WHAT YOU ARE ASKED TO DO:
Rewrite the piece on sports betting in Maine from "Scott Gagnon is" up to and including "Clinical Professional Counselors.", putting "personnel" in place of "staffing".

PROVIDED TEXT:
:::::
Scott Gagnon, the associate executive director of AdCare Educational Institute of Maine, said gambling can affect the same parts of the brain as drugs and alcohol.

MAINE, USA — Some experts in Maine are pointing out concerns before sports betting takes off in our state, likely within the next few months. They say while the financial impact will be overwhelmingly positive, there's some concern regarding gambling addiction.

Scott Gagnon is the associate executive director of AdCare Educational Institute of Maine, which helps to coordinate the Maine Gambling Addiction Treatment Network, providing reimbursement to people seeking gambling treatment. He says he's concerned they may not have adequate staffing to meet a rising demand for help.

"One challenge that we have here in Maine is there’s a certain part of our behavioral workforce that’s not allowed to participate in that network," Gagnon said, since professionals who only have the Licensed Alcohol and Drug Counselor credential are not eligible. To participate, they must be Licensed Clinical Social Workers or Licensed Clinical Professional Counselors.
:::::
RECORDED DATA:
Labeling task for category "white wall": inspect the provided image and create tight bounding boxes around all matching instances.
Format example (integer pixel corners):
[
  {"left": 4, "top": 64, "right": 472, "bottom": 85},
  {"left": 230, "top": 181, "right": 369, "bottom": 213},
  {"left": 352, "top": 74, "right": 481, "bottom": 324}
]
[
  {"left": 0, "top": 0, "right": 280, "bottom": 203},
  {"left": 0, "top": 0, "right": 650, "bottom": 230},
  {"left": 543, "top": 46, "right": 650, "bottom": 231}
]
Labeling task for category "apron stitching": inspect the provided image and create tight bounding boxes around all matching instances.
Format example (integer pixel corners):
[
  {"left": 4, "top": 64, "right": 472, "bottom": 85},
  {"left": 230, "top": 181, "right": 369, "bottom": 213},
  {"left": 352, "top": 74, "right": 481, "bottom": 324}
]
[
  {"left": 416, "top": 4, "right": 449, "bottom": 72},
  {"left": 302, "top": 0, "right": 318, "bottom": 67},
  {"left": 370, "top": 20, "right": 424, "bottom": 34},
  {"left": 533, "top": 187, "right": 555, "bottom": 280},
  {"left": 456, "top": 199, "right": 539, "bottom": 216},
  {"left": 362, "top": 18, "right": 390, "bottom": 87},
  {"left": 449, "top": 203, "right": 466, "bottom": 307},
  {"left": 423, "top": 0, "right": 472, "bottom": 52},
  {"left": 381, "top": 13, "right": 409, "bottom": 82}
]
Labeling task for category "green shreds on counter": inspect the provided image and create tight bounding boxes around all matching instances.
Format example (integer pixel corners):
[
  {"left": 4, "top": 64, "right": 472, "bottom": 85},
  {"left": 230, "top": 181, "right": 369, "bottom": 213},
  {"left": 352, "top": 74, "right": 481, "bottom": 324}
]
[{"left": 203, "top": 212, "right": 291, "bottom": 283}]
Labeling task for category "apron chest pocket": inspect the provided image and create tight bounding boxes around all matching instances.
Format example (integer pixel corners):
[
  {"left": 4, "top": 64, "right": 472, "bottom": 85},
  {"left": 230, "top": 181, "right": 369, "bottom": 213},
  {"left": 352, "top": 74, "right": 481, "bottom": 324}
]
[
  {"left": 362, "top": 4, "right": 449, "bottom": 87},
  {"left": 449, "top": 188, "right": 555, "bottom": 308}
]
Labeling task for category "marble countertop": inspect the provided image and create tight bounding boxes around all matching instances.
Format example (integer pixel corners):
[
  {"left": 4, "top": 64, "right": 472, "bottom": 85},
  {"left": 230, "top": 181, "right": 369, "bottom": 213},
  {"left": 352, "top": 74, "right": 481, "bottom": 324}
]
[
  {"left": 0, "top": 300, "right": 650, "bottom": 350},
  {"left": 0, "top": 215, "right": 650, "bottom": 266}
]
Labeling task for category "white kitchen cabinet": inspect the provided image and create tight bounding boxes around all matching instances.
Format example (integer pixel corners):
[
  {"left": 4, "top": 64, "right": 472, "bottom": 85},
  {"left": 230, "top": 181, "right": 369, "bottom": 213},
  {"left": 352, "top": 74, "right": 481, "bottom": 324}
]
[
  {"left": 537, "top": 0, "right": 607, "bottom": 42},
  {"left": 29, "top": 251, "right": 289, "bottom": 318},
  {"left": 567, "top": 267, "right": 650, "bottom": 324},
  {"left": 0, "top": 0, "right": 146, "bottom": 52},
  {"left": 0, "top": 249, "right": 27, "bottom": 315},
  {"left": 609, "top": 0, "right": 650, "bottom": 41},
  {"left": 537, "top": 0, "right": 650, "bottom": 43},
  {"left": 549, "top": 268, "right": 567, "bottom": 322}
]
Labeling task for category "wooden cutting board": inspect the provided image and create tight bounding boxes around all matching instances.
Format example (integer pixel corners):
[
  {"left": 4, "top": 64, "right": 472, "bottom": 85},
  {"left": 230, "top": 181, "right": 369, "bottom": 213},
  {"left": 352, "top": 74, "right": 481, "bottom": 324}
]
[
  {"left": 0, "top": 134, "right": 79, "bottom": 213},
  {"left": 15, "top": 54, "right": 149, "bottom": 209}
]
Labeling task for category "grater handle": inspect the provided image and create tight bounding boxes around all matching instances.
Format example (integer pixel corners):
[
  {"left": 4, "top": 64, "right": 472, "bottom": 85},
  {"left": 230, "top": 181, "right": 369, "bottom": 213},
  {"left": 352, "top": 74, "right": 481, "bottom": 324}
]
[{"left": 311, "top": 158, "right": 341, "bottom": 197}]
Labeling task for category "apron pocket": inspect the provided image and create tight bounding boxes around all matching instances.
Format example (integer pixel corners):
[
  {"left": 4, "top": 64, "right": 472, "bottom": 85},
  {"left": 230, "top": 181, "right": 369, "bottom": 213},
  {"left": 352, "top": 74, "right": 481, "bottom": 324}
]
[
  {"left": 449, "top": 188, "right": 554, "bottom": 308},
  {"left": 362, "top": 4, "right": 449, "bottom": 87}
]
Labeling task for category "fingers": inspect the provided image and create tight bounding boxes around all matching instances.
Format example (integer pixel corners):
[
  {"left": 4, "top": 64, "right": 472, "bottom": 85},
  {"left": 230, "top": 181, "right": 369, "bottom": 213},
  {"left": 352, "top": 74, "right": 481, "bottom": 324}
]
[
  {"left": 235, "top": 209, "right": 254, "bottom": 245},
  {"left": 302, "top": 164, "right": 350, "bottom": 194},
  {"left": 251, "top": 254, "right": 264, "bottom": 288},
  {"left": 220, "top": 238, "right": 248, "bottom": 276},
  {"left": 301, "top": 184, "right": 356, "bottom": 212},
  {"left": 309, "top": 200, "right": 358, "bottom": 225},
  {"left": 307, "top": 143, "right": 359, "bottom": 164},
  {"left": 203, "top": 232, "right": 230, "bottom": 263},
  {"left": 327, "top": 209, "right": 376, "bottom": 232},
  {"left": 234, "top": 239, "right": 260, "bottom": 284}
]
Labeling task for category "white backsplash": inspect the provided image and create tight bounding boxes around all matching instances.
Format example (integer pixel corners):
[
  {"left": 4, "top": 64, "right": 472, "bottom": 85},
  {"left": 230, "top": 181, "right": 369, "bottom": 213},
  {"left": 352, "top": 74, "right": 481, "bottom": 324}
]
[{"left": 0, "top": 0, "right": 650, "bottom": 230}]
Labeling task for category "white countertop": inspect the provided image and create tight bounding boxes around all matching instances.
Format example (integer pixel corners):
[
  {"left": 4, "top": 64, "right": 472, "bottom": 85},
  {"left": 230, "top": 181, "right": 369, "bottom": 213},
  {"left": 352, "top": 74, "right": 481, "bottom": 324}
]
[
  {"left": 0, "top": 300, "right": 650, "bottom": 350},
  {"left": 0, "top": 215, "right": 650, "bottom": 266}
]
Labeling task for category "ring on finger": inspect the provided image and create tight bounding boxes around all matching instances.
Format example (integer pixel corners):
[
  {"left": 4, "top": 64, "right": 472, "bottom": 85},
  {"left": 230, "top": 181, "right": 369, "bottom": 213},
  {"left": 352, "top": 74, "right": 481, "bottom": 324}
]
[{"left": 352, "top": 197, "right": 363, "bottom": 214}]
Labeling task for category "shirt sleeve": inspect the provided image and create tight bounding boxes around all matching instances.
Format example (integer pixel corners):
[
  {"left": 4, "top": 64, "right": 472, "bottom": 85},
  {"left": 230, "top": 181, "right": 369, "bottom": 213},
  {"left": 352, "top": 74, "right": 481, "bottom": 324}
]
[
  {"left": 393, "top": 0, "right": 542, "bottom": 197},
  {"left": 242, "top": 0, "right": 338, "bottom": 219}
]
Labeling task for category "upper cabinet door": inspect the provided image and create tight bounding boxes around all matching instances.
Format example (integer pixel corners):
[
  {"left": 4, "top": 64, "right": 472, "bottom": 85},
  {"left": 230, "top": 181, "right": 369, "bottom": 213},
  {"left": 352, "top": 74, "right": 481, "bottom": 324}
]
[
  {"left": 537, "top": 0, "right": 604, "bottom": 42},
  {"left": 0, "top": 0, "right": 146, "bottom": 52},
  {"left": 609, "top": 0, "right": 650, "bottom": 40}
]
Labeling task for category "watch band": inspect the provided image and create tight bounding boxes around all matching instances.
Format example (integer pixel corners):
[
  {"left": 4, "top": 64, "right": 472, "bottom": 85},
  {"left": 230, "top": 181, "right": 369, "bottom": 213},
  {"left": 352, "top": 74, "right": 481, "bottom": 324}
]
:::::
WRITTEN RESPONSE:
Scott Gagnon is the associate executive director of AdCare Educational Institute of Maine, which helps to coordinate the Maine Gambling Addiction Treatment Network, providing reimbursement to people seeking gambling treatment. He says he's concerned they may not have adequate personnel to meet a rising demand for help.

"One challenge that we have here in Maine is there’s a certain part of our behavioral workforce that’s not allowed to participate in that network," Gagnon said, since professionals who only have the Licensed Alcohol and Drug Counselor credential are not eligible. To participate, they must be Licensed Clinical Social Workers or Licensed Clinical Professional Counselors.